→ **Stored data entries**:
══════════════════════════════

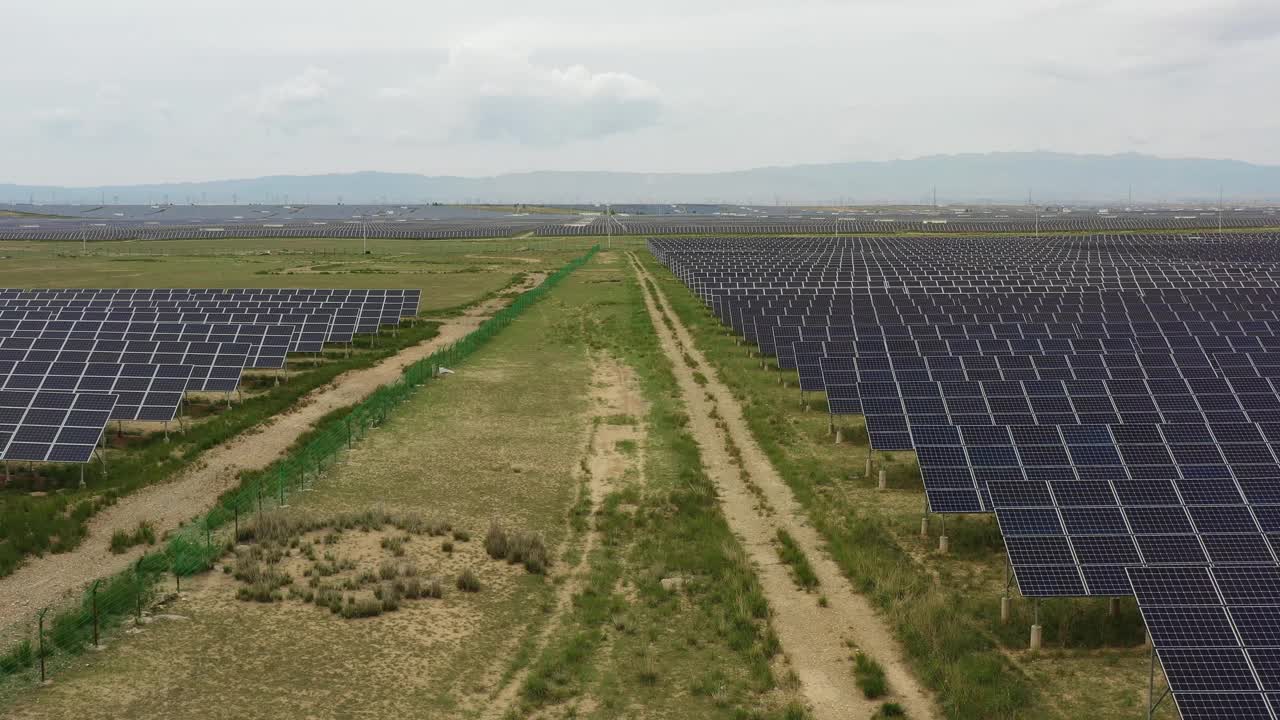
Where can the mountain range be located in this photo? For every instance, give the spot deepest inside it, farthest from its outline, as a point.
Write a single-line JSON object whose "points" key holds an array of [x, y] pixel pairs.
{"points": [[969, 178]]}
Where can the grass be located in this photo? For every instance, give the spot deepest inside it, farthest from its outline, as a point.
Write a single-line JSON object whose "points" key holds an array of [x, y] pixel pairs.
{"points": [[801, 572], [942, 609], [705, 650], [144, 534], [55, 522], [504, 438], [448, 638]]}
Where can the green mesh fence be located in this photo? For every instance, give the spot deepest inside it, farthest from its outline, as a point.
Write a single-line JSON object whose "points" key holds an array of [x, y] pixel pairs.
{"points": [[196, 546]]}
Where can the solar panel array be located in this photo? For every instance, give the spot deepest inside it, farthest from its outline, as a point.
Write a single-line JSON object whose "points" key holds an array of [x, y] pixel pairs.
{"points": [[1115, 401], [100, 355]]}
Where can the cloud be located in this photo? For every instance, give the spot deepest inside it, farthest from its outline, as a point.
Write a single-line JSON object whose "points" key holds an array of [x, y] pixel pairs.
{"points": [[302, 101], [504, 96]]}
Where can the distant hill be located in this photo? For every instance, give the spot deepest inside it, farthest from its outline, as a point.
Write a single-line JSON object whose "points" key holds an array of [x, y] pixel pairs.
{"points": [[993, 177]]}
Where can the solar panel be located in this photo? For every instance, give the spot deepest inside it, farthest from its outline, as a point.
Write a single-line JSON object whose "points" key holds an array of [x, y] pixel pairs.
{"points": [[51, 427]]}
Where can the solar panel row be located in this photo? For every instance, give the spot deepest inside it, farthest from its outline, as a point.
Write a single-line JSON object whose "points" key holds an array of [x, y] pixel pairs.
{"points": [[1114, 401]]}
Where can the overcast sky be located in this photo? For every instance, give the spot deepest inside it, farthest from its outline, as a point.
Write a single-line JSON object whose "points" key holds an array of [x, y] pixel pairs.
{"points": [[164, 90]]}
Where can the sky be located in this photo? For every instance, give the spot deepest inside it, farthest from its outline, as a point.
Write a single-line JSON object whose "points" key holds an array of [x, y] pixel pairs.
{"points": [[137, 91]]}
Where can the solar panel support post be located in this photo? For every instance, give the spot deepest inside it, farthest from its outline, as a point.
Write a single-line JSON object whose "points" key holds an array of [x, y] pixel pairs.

══════════════════════════════

State the number of lines in these entries where the word "panel" occurs, without any other words.

→ **Response area**: 4